#### TRAVAIL À FAIRE
A. Traduisez en anglais la phrase suivante, tirée de la préface sur les problèmes internationaux et la guerre : « La guerre, les conflits, les transformations, la révolution en marche soulèvent d’immenses problèmes internationaux. »
B. Poursuivez la préface sur les problèmes internationaux et la guerre à la suite de sa dernière phrase.

#### TEXTE À ÉTUDIER

Problèmes internationaux et la guerre/Préface

PRÉFACE




Il y a la guerre, le choc des armes, la lutte sur le champ de bataille. Mais derrière elle il y a les conflits qui ont déterminé cette guerre et qu’elle doit trancher. Si la lutte a pu devenir universelle c’est que les causes en étaient profondes et nombreuses ; et, une fois déclarée, les nécessités mêmes de sa conduite ont amené des transformations dans l’état de choses antérieur. C’est une immense révolution qui s’accomplit dans tous les pays. Elle devra se poursuivre, sinon s’achever, au moment de la paix qui fixera les conditions de l’ordre nouveau.

La guerre, les conflits, les transformations, la révolution en marche soulèvent d’immenses problèmes internationaux.

J’en ai abordé ici l’étude, cherchant à définir le milieu extrêmement complexe où agissent les forces en présence ; à déterminer leurs composantes, leurs antagonismes et leur direction ; à préciser les termes dans lesquels se posent les questions ; à rappeler les faits, qui sont des constantes impossible à écarter de n’importe quelles combinaisons ; enfin à exposer les solutions nouvelles, ou renouvelées, qui ont été préconisées ou qui se dégagent de l’examen.

Le plan de ce livre est divisé en quatre parties.

La première partie a pour objet l’exposé des faits généraux relatifs à la Guerre.

La deuxième partie est consacrée à un examen détaillé des causes profondes du conflit et des solutions proposées. Pour procéder méthodiquement et objectivement à cet examen, chaque ordre de cause et de moyens est rattaché à l’ensemble des faits de même nature. Nous avons été conduit ainsi à exposer les Conditions et les facteurs de la vie internationale.

La troisième partie, abandonnant la simple relation des faits, tente un essai de construction. Elle expose, d’un point de vue théorique et général, comment il serait désirable et possible de réaliser l’Organisation de la Société des nations.

La quatrième partie contient des Conclusions tout à fait générales, tirées de ce qui précède, sur l’internationalisme, la sociologie internationale, les causes de la guerre et les conditions corrélatives d’une paix durable, sur l’avenir.

#### EXTRAIT DES DONNÉES
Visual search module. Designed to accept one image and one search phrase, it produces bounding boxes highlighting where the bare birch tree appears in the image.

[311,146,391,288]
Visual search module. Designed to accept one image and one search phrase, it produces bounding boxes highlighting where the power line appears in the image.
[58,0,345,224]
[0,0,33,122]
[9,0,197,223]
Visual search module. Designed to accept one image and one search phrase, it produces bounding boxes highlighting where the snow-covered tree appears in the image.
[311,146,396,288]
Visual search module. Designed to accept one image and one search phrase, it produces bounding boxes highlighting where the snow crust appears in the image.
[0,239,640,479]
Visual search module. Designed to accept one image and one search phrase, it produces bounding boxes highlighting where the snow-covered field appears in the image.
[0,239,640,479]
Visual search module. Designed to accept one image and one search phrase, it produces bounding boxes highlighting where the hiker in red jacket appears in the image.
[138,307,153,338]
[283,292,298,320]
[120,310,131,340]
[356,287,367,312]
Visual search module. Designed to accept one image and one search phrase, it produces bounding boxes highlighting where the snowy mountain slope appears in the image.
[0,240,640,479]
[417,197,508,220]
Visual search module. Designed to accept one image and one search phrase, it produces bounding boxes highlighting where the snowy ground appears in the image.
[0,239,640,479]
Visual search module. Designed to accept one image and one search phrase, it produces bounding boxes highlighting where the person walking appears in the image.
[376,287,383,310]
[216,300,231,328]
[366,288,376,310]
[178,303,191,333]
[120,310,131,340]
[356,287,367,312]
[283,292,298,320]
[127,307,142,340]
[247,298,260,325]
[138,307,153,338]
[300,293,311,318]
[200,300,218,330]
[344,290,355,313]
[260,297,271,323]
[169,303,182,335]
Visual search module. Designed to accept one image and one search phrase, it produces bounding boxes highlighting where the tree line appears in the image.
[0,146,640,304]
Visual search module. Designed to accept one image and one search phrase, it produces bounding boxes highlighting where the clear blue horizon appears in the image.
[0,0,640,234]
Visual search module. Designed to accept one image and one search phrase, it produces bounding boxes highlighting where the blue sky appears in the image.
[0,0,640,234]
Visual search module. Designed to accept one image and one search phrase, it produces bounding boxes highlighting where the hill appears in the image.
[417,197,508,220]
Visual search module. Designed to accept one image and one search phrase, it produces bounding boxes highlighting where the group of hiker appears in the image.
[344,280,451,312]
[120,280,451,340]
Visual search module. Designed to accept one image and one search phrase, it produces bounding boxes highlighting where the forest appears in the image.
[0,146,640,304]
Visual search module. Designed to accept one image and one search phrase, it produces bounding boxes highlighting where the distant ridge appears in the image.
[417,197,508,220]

#### RÉPONSES ATTENDUES
A. The war, the conflicts, the transformations, the revolution under way raise immense international problems.

B.
Les lacunes et les défauts de cet ouvrage sauteront aux yeux. Que les circonstances dans lesquelles il a été composé soient mon excuse. Privé de mes notes et de ma bibliothèque, enfermées dans Bruxelles, obligé à des déplacements continus avec toutes les difficultés qu’entraine le transport des manuscrits sous le régime militaire, je n’ai pas hésité cependant à le publier : qui veut trop bien faire, souvent ne fait rien.

Je veux ici remercier ma femme qui m’aida tant à faire que ce livre soit, et pour cela ne recula devant aucune peine, tandis que nous étions sur la « grand’route ».

Je veux aussi adresser mon souvenir reconnaissant aux amis dont la bonne hospitalité, depuis que je quittai la Belgique en novembre 1914, m’a permis de mener à bonne fin ce travail ; les de Block et les Coops à La Haye, les CHAVANNES à Lausanne, les CALMANN-LÉVY à Paris.

Avril 1916. — 87me semaine de la Guerre.





Sunt lacrymae rerum.
Novus mascitur ordo. — Mens agitat molem.
Post tenebras lux. — Sphoeram spera.



Jamais on ne réfléchira assez tôt à la nouvelle situation qui va surgir a la fin de cette guerre.

Asquith (25 septembre 1914).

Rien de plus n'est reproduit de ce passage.